— Begin PROVIDED PASSAGE —

With parameters, it also works, only a tiny issue with error reporting.

prepstmt2 | PREPARE prepstmt2(bigint) AS SELECT * FROM pcachetest
WHERE q1 = $1; | {bigint}        | {bigint,bigint,bigint}
ERROR:  column "q1" does not exist at character 61
HINT:  Perhaps you meant to reference the column "pcachetest.x1".
STATEMENT:  execute prepstmt2(1);

I think "character 61" refer to "PREPARE prepstmt2(bigint) AS SELECT *
FROM pcachetest WHERE q1 = $1;"
so maybe the STATEMENT is slightly misleading.

Re: Support prepared statement invalidation when result types change

From

Konstantin Knizhnik

Date:

28 August 2023, 13:05:28


On 25.08.2023 8:57 PM, Jelte Fennema wrote:
> The cached plan for a prepared statements can get invalidated when DDL
> changes the tables used in the query, or when search_path changes. When
> this happens the prepared statement can still be executed, but it will
> be replanned in the new context. This means that the prepared statement
> will do something different e.g. in case of search_path changes it will
> select data from a completely different table. This won't throw an
> error, because it is considered the responsibility of the operator and
> query writers that the query will still do the intended thing.
>
> However, we would throw an error if the the result of the query is of a
> different type than it was before:
> ERROR: cached plan must not change result type
>
> This requirement was not documented anywhere and it
> can thus be a surprising error to hit. But it's actually not needed for
> this to be an error, as long as we send the correct RowDescription there
> does not have to be a problem for clients when the result types or
> column counts change.

— End PROVIDED PASSAGE —
— Begin DATA LINES —

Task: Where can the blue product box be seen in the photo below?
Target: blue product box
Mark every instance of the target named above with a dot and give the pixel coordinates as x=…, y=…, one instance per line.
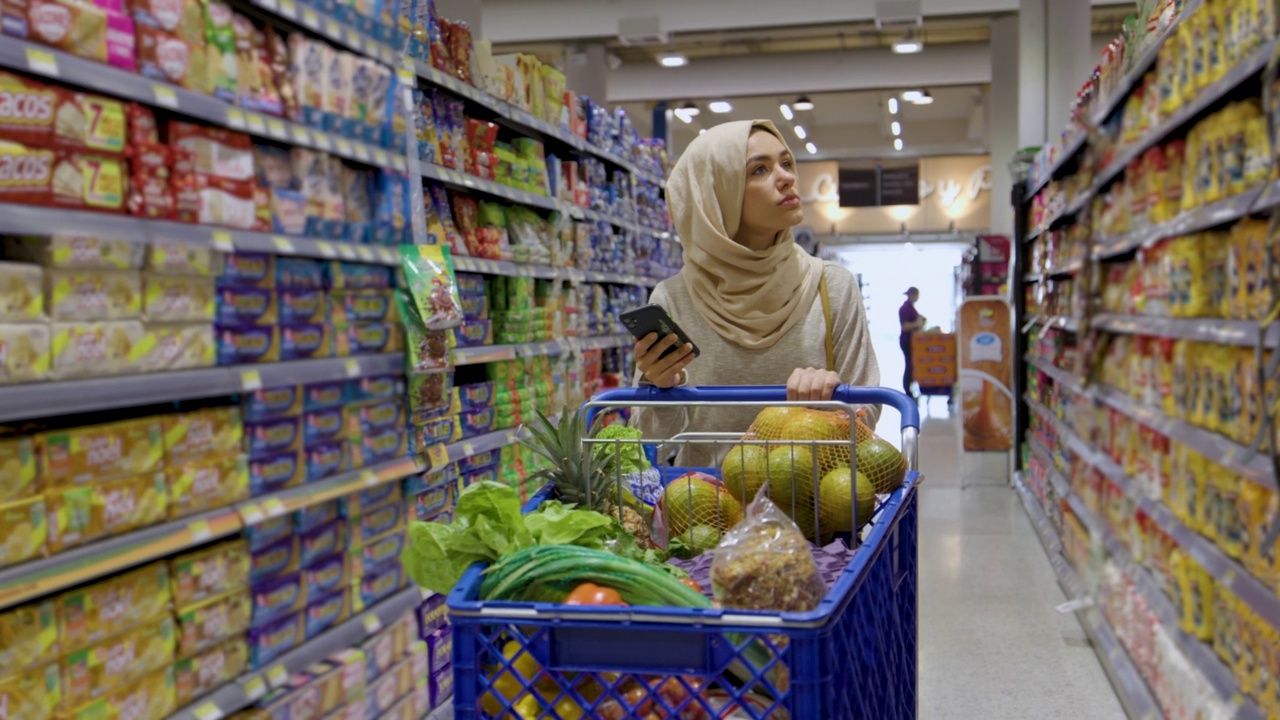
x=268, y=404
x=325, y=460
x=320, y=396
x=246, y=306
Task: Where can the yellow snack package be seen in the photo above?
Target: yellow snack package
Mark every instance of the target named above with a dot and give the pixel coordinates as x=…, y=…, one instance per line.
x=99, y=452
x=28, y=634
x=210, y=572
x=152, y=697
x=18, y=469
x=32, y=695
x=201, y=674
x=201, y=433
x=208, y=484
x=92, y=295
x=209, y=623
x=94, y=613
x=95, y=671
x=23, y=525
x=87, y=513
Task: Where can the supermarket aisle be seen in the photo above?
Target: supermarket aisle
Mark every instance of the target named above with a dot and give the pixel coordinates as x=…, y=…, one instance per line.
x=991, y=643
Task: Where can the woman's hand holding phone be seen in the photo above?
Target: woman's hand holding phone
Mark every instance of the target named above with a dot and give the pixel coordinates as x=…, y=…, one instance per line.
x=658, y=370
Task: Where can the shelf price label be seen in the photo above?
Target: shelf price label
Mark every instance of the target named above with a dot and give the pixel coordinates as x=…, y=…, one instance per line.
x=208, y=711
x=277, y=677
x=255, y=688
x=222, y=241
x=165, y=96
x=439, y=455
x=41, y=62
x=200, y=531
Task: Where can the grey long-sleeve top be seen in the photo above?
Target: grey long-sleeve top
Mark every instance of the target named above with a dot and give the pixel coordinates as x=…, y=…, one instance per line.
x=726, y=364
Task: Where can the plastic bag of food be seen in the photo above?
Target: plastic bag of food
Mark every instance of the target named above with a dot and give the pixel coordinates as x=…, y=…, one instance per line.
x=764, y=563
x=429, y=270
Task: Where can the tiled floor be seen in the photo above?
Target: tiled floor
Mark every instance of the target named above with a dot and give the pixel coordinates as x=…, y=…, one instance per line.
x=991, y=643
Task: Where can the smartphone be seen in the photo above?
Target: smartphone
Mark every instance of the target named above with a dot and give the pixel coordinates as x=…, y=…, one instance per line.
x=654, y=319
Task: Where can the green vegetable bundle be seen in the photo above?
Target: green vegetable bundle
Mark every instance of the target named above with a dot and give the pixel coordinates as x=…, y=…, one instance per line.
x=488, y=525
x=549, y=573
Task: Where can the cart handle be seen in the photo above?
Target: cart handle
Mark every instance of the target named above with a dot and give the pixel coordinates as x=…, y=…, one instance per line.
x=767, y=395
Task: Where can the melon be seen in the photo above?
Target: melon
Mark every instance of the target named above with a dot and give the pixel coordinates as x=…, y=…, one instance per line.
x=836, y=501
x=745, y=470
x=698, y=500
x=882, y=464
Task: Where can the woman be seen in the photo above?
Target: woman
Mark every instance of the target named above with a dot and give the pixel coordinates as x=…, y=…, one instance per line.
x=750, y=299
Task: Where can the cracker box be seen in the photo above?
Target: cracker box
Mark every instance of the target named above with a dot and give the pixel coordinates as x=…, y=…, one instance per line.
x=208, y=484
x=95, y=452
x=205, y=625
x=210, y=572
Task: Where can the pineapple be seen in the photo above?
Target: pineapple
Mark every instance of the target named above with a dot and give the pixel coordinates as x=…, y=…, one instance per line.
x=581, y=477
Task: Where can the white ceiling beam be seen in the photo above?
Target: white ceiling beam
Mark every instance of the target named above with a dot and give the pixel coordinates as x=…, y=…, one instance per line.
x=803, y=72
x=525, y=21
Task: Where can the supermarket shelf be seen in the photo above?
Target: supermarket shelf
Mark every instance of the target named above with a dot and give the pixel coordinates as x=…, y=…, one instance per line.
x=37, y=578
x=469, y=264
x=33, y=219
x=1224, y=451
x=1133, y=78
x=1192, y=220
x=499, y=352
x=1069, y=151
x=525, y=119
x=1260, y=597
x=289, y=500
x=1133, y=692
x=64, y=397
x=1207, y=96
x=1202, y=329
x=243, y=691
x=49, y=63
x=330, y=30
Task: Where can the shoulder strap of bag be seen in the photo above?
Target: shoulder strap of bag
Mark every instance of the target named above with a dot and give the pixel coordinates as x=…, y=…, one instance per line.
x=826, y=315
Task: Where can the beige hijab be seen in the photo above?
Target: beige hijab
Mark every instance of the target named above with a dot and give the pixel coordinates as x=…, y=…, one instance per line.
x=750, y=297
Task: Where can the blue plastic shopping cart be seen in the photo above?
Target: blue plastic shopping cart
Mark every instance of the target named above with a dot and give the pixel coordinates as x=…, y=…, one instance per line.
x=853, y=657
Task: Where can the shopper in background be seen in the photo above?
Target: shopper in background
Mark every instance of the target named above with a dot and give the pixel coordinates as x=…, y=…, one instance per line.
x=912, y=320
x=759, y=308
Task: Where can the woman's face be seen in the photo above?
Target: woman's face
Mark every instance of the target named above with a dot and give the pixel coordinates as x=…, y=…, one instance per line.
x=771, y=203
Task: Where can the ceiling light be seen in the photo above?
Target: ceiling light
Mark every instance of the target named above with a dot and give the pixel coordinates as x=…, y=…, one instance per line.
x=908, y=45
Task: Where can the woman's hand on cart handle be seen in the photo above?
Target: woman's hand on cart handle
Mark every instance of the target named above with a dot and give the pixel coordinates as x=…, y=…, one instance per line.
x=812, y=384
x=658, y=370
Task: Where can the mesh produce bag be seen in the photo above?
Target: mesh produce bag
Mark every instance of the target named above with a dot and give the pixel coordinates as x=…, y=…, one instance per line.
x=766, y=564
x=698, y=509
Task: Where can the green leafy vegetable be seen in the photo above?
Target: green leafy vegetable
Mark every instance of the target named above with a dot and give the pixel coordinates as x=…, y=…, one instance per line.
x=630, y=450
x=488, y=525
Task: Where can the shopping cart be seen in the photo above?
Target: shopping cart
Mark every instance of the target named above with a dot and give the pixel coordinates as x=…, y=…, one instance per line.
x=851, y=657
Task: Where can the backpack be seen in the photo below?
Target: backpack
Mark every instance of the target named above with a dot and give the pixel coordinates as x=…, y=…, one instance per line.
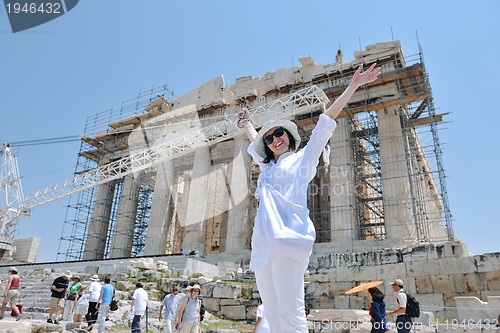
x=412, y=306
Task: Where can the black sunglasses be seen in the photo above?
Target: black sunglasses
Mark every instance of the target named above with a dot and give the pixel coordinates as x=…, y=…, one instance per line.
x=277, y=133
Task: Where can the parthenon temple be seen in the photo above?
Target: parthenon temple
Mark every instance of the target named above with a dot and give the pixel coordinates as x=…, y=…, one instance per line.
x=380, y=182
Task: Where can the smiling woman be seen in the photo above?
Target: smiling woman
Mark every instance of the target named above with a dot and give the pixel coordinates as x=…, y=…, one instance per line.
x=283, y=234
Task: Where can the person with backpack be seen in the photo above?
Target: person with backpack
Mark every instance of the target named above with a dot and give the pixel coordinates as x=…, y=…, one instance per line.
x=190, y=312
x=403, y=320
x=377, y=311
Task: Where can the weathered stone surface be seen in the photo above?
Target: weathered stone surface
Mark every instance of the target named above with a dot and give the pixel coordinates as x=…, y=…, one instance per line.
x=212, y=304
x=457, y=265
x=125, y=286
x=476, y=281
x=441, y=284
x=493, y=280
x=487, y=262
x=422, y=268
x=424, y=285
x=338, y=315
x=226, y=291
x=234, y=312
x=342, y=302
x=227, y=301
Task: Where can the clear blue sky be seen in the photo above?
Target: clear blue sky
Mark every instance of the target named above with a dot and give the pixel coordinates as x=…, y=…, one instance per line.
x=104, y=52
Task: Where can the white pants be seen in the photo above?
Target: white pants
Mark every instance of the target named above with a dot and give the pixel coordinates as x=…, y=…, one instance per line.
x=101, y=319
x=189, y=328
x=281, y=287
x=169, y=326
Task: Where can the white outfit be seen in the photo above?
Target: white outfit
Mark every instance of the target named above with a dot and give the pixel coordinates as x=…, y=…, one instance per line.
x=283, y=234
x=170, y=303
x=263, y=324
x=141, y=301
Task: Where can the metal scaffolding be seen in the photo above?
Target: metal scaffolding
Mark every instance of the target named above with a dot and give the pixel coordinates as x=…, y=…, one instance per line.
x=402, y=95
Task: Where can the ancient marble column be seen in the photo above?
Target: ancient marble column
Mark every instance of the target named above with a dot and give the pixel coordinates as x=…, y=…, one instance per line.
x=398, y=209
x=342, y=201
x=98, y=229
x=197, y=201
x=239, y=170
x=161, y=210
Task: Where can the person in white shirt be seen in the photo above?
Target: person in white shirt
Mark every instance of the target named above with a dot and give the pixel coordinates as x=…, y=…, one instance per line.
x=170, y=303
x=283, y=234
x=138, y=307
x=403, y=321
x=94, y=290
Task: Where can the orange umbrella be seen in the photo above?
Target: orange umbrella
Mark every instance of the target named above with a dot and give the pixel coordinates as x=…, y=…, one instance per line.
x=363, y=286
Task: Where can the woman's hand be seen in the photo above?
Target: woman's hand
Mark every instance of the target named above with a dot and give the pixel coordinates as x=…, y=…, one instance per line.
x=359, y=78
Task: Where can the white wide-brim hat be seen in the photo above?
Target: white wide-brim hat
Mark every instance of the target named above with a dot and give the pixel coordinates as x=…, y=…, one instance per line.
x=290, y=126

— End DATA LINES —

SET TASKS:
1. In the prepared-statement thread, which labels begin the lines of the server error output shown for the failed execute? List each one.
2. According to the prepared-statement thread, what must be sent correctly so that changed result types or column counts cause no problem for clients?
3. Carry on the prepared-statement thread from its last line.

ANSWERS TO THE PROBLEMS:
1. ERROR, HINT, STATEMENT

2. The correct RowDescription.

3.
>
> This patch starts to allow a prepared statement to continue to work even
> when the result type changes.
>
> Without this change all clients that automatically prepare queries as a
> performance optimization will need to handle or avoid the error somehow,
> often resulting in deallocating and re-preparing queries when its
> usually not necessary. With this change connection poolers can also
> safely prepare the same query only once on a connection and share this
> one prepared query across clients that prepared that exact same query.
>
> Some relevant previous discussions:
> [1]:
https://www.postgresql.org/message-id/flat/CAB%3DJe-GQOW7kU9Hn3AqP1vhaZg_wE9Lz6F4jSp-7cm9_M6DyVA%40mail.gmail.com
> [2]: https://stackoverflow.com/questions/2783813/postgres-error-cached-plan-must-not-change-result-type
> [3]: https://stackoverflow.com/questions/42119365/how-to-avoid-cached-plan-must-not-change-result-type-error
> [4]: https://github.com/pgjdbc/pgjdbc/pull/451
> [5]: https://github.com/pgbouncer/pgbouncer/pull/845#discussion_r1305295551
> [6]: https://github.com/jackc/pgx/issues/927
> [7]: https://elixirforum.com/t/postgrex-errors-with-cached-plan-must-not-change-result-type-during-migration/51235/2
> [8]: https://github.com/rails/rails/issues/12330


The following assignment of format is not corrects:

      /* Do nothing if portal won't return tuples */
      if (portal->tupDesc == NULL)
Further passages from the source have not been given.